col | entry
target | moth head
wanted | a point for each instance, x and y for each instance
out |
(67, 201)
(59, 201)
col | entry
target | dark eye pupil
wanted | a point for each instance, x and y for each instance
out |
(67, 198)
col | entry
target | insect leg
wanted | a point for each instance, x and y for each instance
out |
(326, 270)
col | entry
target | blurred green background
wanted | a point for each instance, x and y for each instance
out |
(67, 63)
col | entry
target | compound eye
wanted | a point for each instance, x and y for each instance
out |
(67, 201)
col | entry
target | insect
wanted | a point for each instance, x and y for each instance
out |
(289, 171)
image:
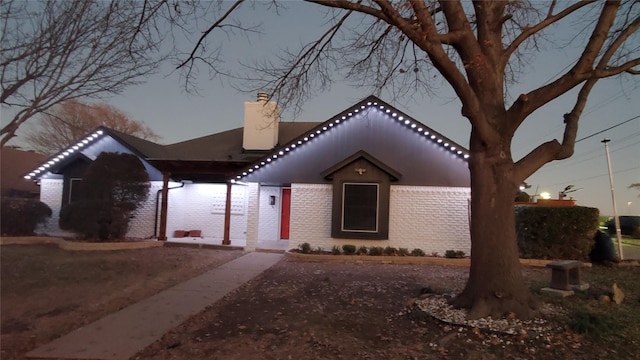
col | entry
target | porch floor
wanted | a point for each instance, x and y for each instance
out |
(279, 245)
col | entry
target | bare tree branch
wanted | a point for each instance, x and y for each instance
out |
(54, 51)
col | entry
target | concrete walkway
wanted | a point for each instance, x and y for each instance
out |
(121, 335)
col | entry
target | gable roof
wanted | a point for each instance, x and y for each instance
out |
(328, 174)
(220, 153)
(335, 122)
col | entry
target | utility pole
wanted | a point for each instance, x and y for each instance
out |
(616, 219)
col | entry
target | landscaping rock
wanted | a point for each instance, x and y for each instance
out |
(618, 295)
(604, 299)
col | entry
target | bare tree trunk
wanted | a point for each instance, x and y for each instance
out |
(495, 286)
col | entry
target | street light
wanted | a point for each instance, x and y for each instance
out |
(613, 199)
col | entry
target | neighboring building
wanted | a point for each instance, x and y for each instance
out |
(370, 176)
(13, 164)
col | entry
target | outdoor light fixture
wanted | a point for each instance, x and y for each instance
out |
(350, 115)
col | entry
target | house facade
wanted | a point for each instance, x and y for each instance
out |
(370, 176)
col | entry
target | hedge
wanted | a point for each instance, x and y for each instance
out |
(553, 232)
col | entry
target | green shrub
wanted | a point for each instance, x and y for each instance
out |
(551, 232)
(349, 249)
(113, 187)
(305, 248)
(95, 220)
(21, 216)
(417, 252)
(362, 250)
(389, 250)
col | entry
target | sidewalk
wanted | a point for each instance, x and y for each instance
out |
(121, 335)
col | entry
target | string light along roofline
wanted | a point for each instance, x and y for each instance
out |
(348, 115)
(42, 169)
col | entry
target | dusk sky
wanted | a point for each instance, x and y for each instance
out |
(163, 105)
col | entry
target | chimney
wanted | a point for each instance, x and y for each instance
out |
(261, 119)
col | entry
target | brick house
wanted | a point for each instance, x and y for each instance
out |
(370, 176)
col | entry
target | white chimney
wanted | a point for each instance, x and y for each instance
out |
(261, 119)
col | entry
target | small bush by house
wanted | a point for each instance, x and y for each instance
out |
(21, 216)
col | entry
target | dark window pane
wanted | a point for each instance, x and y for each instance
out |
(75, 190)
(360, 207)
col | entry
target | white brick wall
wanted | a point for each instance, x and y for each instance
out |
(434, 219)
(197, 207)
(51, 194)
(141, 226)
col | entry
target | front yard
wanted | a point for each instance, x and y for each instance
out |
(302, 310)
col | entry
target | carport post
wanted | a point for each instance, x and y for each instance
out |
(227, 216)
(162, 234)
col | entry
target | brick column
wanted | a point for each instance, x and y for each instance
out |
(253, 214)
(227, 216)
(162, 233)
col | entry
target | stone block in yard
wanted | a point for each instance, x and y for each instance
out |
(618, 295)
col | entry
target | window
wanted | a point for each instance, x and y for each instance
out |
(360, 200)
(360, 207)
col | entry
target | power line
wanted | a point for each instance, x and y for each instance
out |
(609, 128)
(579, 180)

▬▬▬▬▬▬

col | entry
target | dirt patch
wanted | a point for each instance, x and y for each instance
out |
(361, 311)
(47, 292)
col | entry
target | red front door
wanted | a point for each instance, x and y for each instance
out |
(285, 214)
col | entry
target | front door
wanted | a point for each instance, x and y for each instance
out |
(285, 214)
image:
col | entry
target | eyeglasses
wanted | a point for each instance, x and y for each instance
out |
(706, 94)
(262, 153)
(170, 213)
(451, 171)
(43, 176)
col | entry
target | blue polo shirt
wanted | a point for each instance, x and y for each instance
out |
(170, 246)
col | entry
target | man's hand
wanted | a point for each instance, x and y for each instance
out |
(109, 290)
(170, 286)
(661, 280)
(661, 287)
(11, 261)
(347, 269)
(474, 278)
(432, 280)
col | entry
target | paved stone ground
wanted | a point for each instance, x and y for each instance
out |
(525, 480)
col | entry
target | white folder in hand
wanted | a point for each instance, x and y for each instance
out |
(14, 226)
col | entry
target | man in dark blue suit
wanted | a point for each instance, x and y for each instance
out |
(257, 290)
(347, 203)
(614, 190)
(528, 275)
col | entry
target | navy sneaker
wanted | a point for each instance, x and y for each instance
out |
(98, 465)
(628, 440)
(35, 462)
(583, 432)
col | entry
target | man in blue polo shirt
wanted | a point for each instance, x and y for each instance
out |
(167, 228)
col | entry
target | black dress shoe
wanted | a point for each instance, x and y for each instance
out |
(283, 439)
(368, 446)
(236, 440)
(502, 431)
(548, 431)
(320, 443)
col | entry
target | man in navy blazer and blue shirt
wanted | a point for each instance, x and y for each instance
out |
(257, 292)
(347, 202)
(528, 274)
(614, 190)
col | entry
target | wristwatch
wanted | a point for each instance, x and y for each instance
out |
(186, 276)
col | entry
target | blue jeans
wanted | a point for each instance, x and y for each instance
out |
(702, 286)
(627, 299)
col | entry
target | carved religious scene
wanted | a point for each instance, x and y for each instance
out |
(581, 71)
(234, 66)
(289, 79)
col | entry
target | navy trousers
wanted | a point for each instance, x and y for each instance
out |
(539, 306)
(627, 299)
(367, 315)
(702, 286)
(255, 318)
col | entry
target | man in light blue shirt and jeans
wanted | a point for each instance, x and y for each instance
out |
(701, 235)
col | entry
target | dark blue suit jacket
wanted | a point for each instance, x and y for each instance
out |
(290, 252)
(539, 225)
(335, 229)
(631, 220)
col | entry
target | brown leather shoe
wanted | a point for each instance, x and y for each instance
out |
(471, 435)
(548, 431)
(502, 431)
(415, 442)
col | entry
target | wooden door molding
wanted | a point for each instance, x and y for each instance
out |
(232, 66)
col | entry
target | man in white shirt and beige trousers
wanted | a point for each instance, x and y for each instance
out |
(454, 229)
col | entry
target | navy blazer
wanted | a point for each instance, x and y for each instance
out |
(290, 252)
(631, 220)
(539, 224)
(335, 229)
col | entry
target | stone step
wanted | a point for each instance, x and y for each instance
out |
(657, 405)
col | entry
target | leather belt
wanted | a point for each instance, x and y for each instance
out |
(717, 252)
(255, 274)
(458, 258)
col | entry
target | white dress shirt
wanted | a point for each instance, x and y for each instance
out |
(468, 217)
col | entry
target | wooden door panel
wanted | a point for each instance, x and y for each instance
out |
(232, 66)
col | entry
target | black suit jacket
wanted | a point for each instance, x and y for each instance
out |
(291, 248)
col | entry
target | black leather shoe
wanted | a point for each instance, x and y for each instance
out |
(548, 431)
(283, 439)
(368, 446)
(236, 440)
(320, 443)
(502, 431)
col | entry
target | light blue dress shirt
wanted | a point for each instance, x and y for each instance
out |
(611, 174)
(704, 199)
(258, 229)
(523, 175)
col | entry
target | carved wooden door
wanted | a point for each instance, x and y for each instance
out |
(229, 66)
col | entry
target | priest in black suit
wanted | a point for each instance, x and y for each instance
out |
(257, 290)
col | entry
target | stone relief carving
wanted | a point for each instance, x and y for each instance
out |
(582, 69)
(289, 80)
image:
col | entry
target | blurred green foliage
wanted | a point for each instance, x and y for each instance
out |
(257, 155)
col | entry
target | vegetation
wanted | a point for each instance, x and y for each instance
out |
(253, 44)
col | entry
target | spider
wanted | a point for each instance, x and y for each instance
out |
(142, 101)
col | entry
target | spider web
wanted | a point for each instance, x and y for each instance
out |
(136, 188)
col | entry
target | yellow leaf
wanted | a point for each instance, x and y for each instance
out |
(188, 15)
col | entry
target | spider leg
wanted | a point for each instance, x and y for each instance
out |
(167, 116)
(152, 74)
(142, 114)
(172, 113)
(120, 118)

▬▬▬▬▬▬

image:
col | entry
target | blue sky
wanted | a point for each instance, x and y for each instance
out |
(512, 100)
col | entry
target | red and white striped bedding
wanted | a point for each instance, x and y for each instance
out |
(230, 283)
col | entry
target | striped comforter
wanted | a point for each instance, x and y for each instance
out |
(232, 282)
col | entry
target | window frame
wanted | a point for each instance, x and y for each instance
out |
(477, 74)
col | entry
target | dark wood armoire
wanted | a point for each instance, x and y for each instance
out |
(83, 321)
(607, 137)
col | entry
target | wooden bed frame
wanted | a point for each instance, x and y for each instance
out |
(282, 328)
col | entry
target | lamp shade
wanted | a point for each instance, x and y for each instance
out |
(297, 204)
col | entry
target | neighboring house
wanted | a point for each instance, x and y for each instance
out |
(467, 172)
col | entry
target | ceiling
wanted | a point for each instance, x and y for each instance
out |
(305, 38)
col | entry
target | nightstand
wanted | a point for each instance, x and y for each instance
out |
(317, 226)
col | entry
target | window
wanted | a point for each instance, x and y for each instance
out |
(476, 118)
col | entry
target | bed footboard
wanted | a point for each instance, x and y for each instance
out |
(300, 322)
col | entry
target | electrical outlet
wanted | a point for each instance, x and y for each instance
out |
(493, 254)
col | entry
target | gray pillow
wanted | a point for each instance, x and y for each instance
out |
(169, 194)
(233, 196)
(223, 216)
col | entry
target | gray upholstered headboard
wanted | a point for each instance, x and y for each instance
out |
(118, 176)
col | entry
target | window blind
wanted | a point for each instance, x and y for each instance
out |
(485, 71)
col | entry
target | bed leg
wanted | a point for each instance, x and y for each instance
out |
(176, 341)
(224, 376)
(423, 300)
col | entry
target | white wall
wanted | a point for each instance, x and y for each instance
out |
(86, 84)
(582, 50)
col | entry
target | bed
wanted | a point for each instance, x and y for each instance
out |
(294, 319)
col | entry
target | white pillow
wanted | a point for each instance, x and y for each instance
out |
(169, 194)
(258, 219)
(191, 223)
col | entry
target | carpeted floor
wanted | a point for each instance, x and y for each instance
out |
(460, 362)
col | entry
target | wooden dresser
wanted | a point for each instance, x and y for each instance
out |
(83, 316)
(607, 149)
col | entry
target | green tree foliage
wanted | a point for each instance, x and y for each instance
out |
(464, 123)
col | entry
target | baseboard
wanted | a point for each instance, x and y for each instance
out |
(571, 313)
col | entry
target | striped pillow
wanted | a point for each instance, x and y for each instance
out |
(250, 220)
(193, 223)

▬▬▬▬▬▬

Looking through the records, copy out every line in which the word "floor" is found.

target | porch floor
target | carpeted floor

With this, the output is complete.